[Start of EXERCISE DATA]

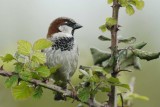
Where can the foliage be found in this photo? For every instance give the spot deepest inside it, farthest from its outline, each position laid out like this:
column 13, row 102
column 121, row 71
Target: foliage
column 29, row 64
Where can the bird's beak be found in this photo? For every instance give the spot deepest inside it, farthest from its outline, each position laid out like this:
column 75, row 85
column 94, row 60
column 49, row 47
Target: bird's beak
column 77, row 26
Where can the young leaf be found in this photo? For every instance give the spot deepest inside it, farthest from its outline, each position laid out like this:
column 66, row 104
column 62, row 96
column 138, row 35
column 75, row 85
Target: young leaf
column 84, row 72
column 18, row 67
column 136, row 63
column 129, row 10
column 103, row 38
column 113, row 80
column 7, row 58
column 110, row 21
column 43, row 71
column 25, row 75
column 24, row 47
column 39, row 57
column 105, row 89
column 139, row 4
column 84, row 94
column 37, row 92
column 97, row 68
column 103, row 28
column 11, row 82
column 55, row 68
column 124, row 86
column 99, row 56
column 137, row 96
column 139, row 45
column 129, row 40
column 42, row 44
column 123, row 3
column 146, row 55
column 22, row 91
column 110, row 1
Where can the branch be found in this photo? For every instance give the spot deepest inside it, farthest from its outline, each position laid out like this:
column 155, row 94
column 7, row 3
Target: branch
column 52, row 87
column 114, row 48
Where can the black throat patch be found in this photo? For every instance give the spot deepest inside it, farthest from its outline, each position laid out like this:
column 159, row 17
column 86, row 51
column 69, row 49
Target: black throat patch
column 63, row 43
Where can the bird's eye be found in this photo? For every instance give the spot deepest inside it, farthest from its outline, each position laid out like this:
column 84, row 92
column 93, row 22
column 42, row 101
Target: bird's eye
column 66, row 22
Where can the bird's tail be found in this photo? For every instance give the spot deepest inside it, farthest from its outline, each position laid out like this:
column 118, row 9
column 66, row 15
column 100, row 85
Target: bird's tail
column 59, row 96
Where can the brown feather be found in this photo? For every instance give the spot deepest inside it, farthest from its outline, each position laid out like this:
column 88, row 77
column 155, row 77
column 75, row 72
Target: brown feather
column 53, row 28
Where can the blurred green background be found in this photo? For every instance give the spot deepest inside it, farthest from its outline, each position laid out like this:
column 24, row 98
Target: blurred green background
column 29, row 20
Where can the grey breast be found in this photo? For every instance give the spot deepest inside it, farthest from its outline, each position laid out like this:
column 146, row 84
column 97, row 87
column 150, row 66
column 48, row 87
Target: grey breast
column 63, row 52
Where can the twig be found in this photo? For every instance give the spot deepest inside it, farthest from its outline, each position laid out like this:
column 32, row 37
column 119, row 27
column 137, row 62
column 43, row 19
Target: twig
column 120, row 94
column 114, row 48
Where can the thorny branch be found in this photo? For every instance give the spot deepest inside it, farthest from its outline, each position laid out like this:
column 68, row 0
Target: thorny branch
column 114, row 48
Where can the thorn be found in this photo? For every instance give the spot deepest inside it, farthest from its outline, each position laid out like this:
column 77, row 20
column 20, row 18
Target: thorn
column 1, row 68
column 119, row 26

[End of EXERCISE DATA]

## BRIEF
Can you copy out every one of the rows above word for word, leaving out the pictures?

## EXPECTED ANSWER
Where can the foliage be found in this photo? For every instance give the spot deepest inside it, farthest from its outline, each position laid out like this:
column 13, row 102
column 121, row 71
Target: foliage
column 29, row 64
Where can the bird's beak be found in this photo? For every instance give the spot deepest inside it, farthest from its outline, each position laid out like this:
column 75, row 85
column 94, row 60
column 49, row 47
Target: bird's beak
column 77, row 26
Where can the young leaf be found in this photo? For every instance give the spot deepest inside it, farthest from its outline, each position laid out like this:
column 66, row 104
column 62, row 96
column 138, row 35
column 75, row 85
Target: young leaf
column 84, row 72
column 18, row 67
column 136, row 63
column 129, row 10
column 103, row 38
column 113, row 80
column 7, row 58
column 110, row 21
column 43, row 71
column 25, row 75
column 24, row 47
column 39, row 57
column 105, row 89
column 139, row 4
column 84, row 94
column 37, row 92
column 97, row 68
column 103, row 28
column 11, row 82
column 55, row 68
column 124, row 86
column 99, row 56
column 137, row 96
column 139, row 45
column 129, row 40
column 42, row 44
column 123, row 3
column 146, row 55
column 22, row 91
column 110, row 1
Where can the branch be found in this photo? For every instance give the spot deepest inside it, farthest from its outline, each position laid out like this:
column 155, row 94
column 7, row 3
Target: branch
column 52, row 87
column 114, row 48
Where can the black throat patch be found in this photo? For every instance give the spot deepest inside it, farthest from its outline, each position laid out like this:
column 159, row 17
column 86, row 51
column 69, row 49
Target: black throat patch
column 63, row 43
Where can the bird's eye be found in this photo? For every instance give the spot deepest inside it, farthest from its outline, each position laid out like this:
column 84, row 92
column 93, row 22
column 42, row 101
Target: bird's eye
column 66, row 22
Where can the bird's tail be found in this photo? For every instance give the spot deepest inside it, farthest from its outline, each position laid out like this:
column 118, row 9
column 66, row 15
column 100, row 85
Target: bird's tail
column 59, row 96
Where can the brown feather be found in this photo? For every instance give the spot deepest inside it, farthest from its outline, each position laid out like this:
column 88, row 77
column 155, row 77
column 75, row 72
Target: brown feather
column 53, row 28
Where can the blurred green background be found in this photo? For every instance give the spot deepest inside it, farthest from its outline, each position laid out like this:
column 24, row 98
Target: blurred green background
column 29, row 20
Where can the grey breast be found in this photo? For every instance give the spot deepest inside it, farthest from its outline, each position laid out like this:
column 146, row 84
column 97, row 87
column 150, row 66
column 48, row 87
Target: grey breast
column 63, row 52
Where can the twig be found in this photo? For every instance give the spot deepest inside it, farthest from its outline, each position laid out like this:
column 32, row 37
column 119, row 27
column 137, row 62
column 43, row 19
Target: twig
column 120, row 94
column 114, row 48
Where can the thorny branch be found in this photo? For every instance give the spot deepest inside it, farthest from its outline, each position laid out like this:
column 68, row 0
Target: thorny branch
column 114, row 48
Where can the thorn be found in this photo? For every instance give the spot deepest inside it, farthest from its outline, each position laid out like this:
column 77, row 20
column 20, row 18
Target: thorn
column 1, row 68
column 119, row 26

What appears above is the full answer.